DO THIS >> Please rewrite the records from the start up to and including the line with "column 210, row 592", changing "metal pole" to "steel pole" and keeping everything else the same. Return only those lines.

EXTRACTED ENTRIES >>
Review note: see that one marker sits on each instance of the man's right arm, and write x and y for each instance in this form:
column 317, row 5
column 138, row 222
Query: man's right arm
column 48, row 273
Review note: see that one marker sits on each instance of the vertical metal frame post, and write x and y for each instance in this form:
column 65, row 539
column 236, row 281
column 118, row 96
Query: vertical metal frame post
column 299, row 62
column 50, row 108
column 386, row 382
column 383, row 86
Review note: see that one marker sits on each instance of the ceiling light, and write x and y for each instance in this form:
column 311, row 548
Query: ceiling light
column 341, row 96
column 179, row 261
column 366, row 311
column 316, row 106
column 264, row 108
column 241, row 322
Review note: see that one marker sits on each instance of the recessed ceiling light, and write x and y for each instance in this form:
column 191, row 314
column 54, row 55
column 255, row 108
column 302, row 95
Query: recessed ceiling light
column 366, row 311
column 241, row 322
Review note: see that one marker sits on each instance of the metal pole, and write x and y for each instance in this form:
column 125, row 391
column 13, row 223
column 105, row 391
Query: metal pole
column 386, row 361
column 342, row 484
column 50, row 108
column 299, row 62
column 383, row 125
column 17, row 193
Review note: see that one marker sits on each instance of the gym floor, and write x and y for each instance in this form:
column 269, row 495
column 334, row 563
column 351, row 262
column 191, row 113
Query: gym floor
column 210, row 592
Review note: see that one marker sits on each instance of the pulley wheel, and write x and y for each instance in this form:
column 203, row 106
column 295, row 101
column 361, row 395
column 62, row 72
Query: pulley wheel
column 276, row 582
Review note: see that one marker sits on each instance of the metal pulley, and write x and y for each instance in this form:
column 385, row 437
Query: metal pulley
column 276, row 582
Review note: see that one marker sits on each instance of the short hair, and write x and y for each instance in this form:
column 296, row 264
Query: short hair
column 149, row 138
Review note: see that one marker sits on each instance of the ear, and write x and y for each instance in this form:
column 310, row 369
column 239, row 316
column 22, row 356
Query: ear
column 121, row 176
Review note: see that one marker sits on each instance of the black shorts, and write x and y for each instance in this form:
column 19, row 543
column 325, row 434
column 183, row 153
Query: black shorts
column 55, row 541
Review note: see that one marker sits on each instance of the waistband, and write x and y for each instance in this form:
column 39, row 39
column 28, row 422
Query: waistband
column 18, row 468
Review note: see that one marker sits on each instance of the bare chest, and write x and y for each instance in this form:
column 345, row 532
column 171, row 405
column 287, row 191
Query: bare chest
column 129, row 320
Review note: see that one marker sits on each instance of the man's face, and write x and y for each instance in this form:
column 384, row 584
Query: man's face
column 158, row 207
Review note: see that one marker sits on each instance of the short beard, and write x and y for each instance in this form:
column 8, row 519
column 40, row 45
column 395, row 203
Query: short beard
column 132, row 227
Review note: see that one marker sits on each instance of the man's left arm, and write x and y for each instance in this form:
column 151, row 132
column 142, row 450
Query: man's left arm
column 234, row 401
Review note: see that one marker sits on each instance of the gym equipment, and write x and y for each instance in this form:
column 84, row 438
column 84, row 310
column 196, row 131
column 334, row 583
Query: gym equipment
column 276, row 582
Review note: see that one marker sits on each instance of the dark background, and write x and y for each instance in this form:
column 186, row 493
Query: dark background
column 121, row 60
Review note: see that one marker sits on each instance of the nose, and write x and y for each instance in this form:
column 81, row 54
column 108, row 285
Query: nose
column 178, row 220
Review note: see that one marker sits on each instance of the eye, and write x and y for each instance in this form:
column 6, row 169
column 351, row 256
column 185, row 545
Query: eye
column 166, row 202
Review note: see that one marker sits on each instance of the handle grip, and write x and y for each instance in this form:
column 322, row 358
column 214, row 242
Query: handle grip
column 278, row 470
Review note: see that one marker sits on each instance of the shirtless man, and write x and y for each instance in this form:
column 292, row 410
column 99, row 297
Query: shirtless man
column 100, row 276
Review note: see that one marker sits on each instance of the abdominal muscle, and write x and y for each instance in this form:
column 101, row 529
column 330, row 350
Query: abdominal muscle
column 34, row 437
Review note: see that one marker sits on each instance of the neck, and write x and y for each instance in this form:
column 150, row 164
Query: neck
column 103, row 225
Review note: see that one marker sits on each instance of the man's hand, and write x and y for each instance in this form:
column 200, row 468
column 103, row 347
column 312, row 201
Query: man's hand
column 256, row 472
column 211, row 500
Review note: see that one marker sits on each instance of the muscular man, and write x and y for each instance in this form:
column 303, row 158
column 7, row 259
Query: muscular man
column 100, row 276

REPLY >>
Review note: see that one marker sits on each instance of the man's right arm, and write x and y for each instance in this form:
column 317, row 5
column 138, row 222
Query: man's right arm
column 48, row 273
Review note: see that one marker sits on each instance of the vertical metal frame post, and write x and y for each instance in this form:
column 65, row 539
column 236, row 281
column 118, row 96
Query: vertical metal frame post
column 299, row 62
column 50, row 108
column 386, row 382
column 383, row 86
Review note: see that one marker sits on each instance of the ceiling light, and write x and y for each instance in this form:
column 311, row 548
Query: ceiling light
column 341, row 96
column 179, row 261
column 366, row 311
column 316, row 106
column 264, row 108
column 241, row 322
Review note: see that one marker sits on each instance of the recessed ceiling light, and write x and y for each instance in this form:
column 191, row 314
column 54, row 55
column 255, row 108
column 302, row 95
Query: recessed ceiling light
column 366, row 311
column 241, row 322
Review note: see that one marker sits on each instance of the steel pole, and write x and y for each instance in this form:
column 125, row 391
column 13, row 223
column 105, row 391
Query: steel pole
column 386, row 361
column 342, row 484
column 50, row 108
column 299, row 62
column 383, row 125
column 17, row 193
Review note: see that one marker sits on each instance of the gym floor, and write x and y for each instance in this form:
column 269, row 495
column 334, row 563
column 351, row 262
column 191, row 113
Query: gym floor
column 210, row 592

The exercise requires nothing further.